- _PROVIDED PASSAGE_:
^^^^^^^^^^^^^^^^

The final goal is to develop a predictive model for text. The first step to achieve this, is to analyze the distributions and relationships between the words, tokens and phrases in a text. To this end, an exploratory data analysis will be performed on English corpora coming from blogs, news or twitter. This will give us a better understanding of the word and word pairs frequencies. Questions such as word (unigrams) and word pairs (bigrams, trigrams) frequencies, words per line depending on the document type, as well as how to clean text from unwished words (special characters, profanity words) will be adressed in this first Milestone Report.
To begin with, the needed data is downloaded and unzipped in a
dedicated folder. The raw data contains several folders, one folder for
each language. For the project, only the english data will be used
(final/en_US). The english folder has 3 different text
files, en_US.blogs.txt, en_US.news.txt and
en_US.twitter.txt. Each file represents a text corpus that
originates either from blogs, news or twitter messages. A connexion is
created for each text file, and the corpora are saved in the following
variables by reading each line: corpus_blog,
corpus_news, corpus_twitter.

^^^^^^^^^^^^^^^^

- _GIVEN MATERIAL_:
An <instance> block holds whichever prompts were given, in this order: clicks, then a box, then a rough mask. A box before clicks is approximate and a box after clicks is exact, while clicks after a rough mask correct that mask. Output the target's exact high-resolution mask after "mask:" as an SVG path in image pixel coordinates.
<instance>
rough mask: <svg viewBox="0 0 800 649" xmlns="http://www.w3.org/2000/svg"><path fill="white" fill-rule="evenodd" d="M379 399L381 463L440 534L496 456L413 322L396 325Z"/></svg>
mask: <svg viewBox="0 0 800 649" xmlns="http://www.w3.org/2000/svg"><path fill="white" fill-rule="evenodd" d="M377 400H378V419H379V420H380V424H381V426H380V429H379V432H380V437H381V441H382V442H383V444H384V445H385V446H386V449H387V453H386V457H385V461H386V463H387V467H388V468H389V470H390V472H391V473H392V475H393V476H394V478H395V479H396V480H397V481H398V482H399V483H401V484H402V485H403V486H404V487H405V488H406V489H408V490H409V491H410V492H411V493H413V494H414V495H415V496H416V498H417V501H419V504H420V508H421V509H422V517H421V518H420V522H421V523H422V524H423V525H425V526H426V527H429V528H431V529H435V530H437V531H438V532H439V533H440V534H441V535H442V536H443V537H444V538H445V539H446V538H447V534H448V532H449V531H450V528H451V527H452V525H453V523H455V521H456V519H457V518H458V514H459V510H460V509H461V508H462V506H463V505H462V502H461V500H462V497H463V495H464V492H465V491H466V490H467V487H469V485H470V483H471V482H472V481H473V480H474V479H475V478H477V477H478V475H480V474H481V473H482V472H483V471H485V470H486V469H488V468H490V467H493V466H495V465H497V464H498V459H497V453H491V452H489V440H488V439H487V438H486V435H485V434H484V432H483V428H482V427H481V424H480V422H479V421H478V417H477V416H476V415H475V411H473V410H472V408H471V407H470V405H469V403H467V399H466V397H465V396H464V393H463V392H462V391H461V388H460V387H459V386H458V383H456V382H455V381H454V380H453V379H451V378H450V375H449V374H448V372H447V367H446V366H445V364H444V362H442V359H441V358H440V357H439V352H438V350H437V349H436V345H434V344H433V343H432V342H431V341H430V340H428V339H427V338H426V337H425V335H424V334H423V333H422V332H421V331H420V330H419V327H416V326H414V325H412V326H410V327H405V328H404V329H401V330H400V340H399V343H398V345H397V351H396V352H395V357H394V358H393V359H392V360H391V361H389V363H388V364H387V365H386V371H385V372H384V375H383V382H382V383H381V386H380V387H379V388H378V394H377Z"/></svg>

^^^^^^^^^^^^^^^^

- _WRITTEN TASK_:
Answer these questions from the passage on text corpus analysis:
1. What is the final goal of the work?
2. Which folder holds the English data used for the project?
3. In which variable is the corpus from twitter messages saved?
The listing is separate from the passage on text corpus analysis.

- _RESPONSE FOR THIS EXERCISE_:
1. To develop a predictive model for text.
2. final/en_US
3. corpus_twitter